• [Yapılacaklar]
1) Kiss Kiss Bang Bang yazısına göre şu soruları yanıtla:
(a) Shane Black ilk senaryosunu kaç yaşında yazmış?
(b) Harry Lockhart nereli?
(c) Harry, dedektif rolü için kimden ders alacakmış?
2) Kiss Kiss Bang Bang yazısında "Ya şu Oscar'lık" ile başlayıp "(2013)'nin yönetmenliğiyle biliniyor." ile biten bölümü yeniden yaz. Bu bölümde "Oscar'lık" yerine "ödüllü" kullan.
3) Kiss Kiss Bang Bang yazısını bittiği yerden devam ettir.

• [Seçilen Yazı]
☆ ☆ ☆ ☆
Kiss Kiss Bang Bang (2005)


Ya şu Oscar'lık filmler bitince arşivdekilerden izlemeye başladım, eskiden izleyip de çok sevdiğim, silmeye kıyamadığım ve tekrar tekrar izlediğim filmler işte.. Ya o kadar tatlı bi film ki şu, bu kadar olur yani.. Brett Halliday diye bir yazar amcamızın bi romanının bir kısmından uyarlanmış, Shane Black uyarlamış sonra da yönetmiş zaten. Bu film Shane Black'in ilk yönetmenliği. Bu filmden önce senarist olarak bilinirmiş. Mel Gibson'lı Lethal Weapon (87, 89, 92 ve 98) serisinin yaratıcısı; 26 yaşında yazdığı ilk senaryosuna sonra üç devam yazılmış.. Ama tabii ki Shane Black asıl Iron Man Three (2013)'nin yönetmenliğiyle biliniyor.


Esas çocuğumuz Harry Lockhart, filmin anlatıcılığını da üstleniyor. Bir New Yorklu olarak Los Angeles'ta ne işi olduğunu anlatarak başlıyor. Yanlışlıkla oyuncu olma ihtimali üzerine katıldığı bir partide esas kız Harmony ile tanışıyoruz. Harry aslında onu çok önceden tanıyor. Harry, alacağı dedektif rolü için bir özel dedektif olan gey Perry'den ders alacakmış, yapımcısı hiçbir masraftan kaçmamış.

Perry ile göreve çıktığı bir gece hiç beklenmedik bir olayın içine giriyor. Yapmaya çalıştıkları ufak bir casusluk işiyken, durduk yerde gölde genç kız cesetleri, cesedin kafasına yanlışlıkla sıkılan kurşunlar, onları uzaktan izleyen maskeli adamlar. Yalandan dedektiflik öğrenmeye çalışan Harry, dedektif olup çıkar sonunda. Ya da etkilemeye çalıştığı çocukluk aşkı Harmony'ye öyle söyler.
☆ ☆ ☆ ☆
• [Kayıtlar]

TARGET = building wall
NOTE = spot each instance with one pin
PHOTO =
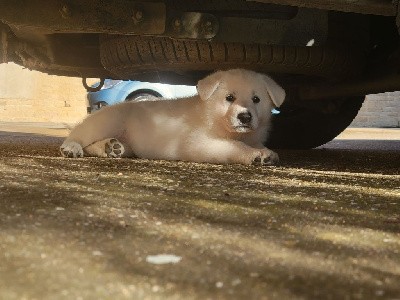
(380, 110)
(31, 96)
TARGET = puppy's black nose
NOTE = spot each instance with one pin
(245, 118)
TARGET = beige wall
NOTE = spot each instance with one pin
(380, 110)
(31, 96)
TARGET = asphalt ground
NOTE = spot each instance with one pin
(325, 224)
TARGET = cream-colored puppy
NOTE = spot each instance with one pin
(226, 123)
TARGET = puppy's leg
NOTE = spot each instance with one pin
(112, 148)
(106, 123)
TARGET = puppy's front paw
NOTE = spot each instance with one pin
(265, 157)
(114, 148)
(71, 150)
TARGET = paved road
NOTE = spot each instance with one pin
(323, 225)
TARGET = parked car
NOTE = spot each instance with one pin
(116, 91)
(327, 55)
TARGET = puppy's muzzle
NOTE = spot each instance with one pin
(245, 118)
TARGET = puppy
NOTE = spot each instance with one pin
(227, 122)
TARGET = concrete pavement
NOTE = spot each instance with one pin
(323, 225)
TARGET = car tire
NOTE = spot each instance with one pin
(306, 128)
(128, 56)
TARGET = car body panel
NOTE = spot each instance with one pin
(116, 91)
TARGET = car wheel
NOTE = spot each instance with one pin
(162, 58)
(304, 128)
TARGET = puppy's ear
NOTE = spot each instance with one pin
(207, 86)
(276, 92)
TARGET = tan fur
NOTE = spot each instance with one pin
(203, 128)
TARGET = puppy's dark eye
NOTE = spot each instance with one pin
(230, 98)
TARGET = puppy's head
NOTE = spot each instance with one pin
(240, 100)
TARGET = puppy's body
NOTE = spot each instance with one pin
(203, 128)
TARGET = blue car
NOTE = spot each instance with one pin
(116, 91)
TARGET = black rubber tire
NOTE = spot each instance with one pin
(304, 128)
(127, 56)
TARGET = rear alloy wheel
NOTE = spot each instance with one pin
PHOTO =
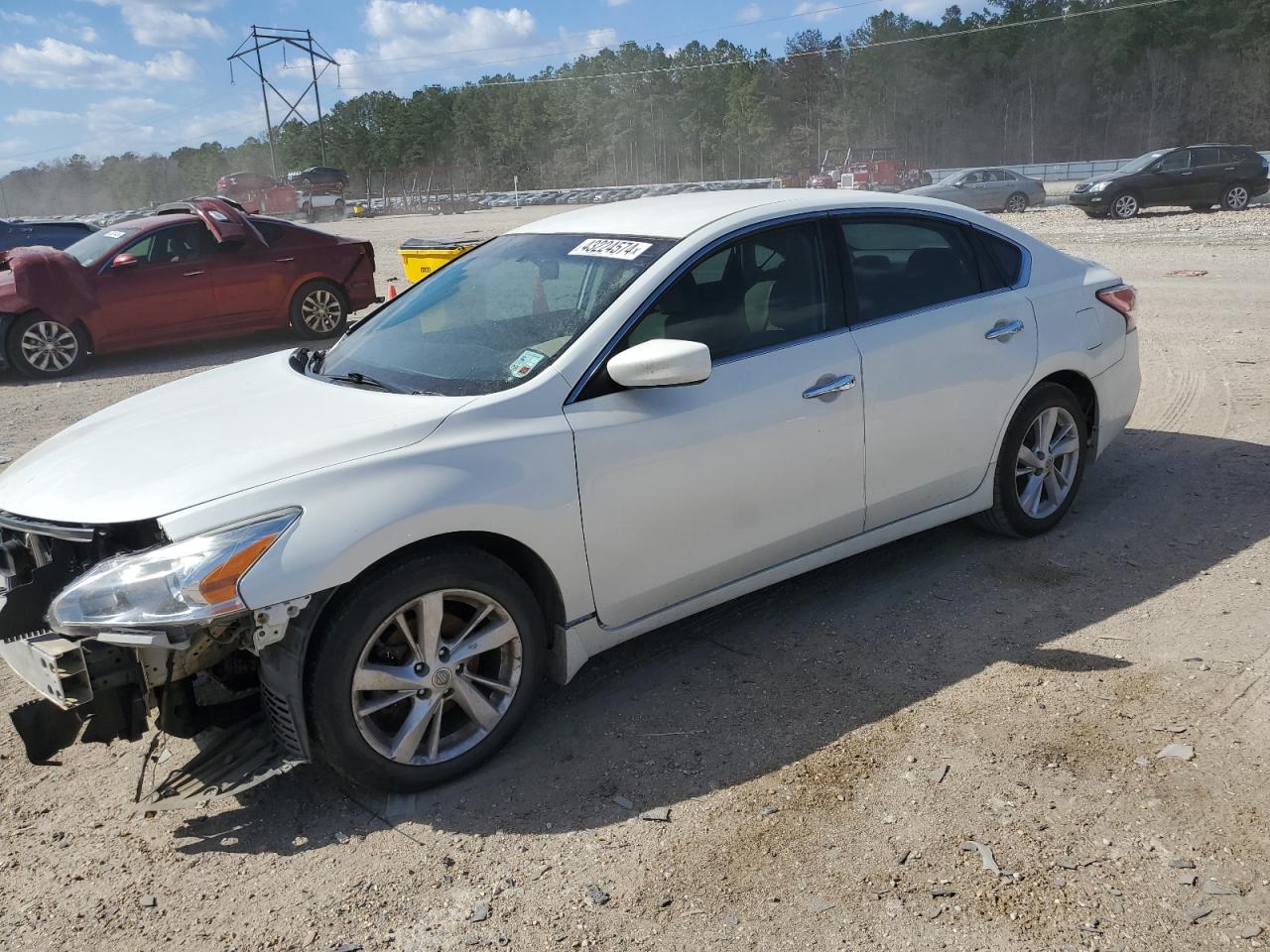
(427, 670)
(44, 347)
(1236, 198)
(1124, 207)
(1040, 466)
(318, 309)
☆ ☆ ☆ ☆
• [Görev Yanıtları]
1)
(a) 26 yaşında.
(b) New Yorklu.
(c) Özel dedektif olan gey Perry'den.

2)
Ya şu ödüllü filmler bitince arşivdekilerden izlemeye başladım, eskiden izleyip de çok sevdiğim, silmeye kıyamadığım ve tekrar tekrar izlediğim filmler işte.. Ya o kadar tatlı bi film ki şu, bu kadar olur yani.. Brett Halliday diye bir yazar amcamızın bi romanının bir kısmından uyarlanmış, Shane Black uyarlamış sonra da yönetmiş zaten. Bu film Shane Black'in ilk yönetmenliği. Bu filmden önce senarist olarak bilinirmiş. Mel Gibson'lı Lethal Weapon (87, 89, 92 ve 98) serisinin yaratıcısı; 26 yaşında yazdığı ilk senaryosuna sonra üç devam yazılmış.. Ama tabii ki Shane Black asıl Iron Man Three (2013)'nin yönetmenliğiyle biliniyor.

3)
Çok samimi, çok kaliteli bir macera. Çok eğlenceli, çok ince hareketler. Oyuncular zaten efsaneler, Robert Downey Jr. başrol.. Kariyerini toparlamaya çalıştığı dönemler işte; işe yaramaz bir şımarık mı, gerçekten iyi oyuncu mu onu anlamaya çalışıyor piyasa.. Genel bir kanıya göre, Chaplin (1992)'deki muhteşem performansının takdir edilmemesiyle, sektöre küsmüş ve bu işi sadece para için yapmaya başlamış ve boş zamanlarında -başta Akademi olmak üzere- bütün camiaya küfürler etmiş. Üstelik meşhur babayla büyümenin yan etkilerinden olan canki çocukluğu da nüksetmiş. (Bir rivayete göre, on yaşında ot içip, grup seks yapıyormuş, oha lan!) Neyse işte, bu filmi yaptığı dönem, bi silkelenip kendine gelmeye başladığı dönem. Daha kaliteli işler seçmeye başladığı dönem. Ki gerek Marvel için gerek Robert için kumar olan Iron Man girişimi de bu dönemin mutlu sonu, paçayı kurtardığının resmi.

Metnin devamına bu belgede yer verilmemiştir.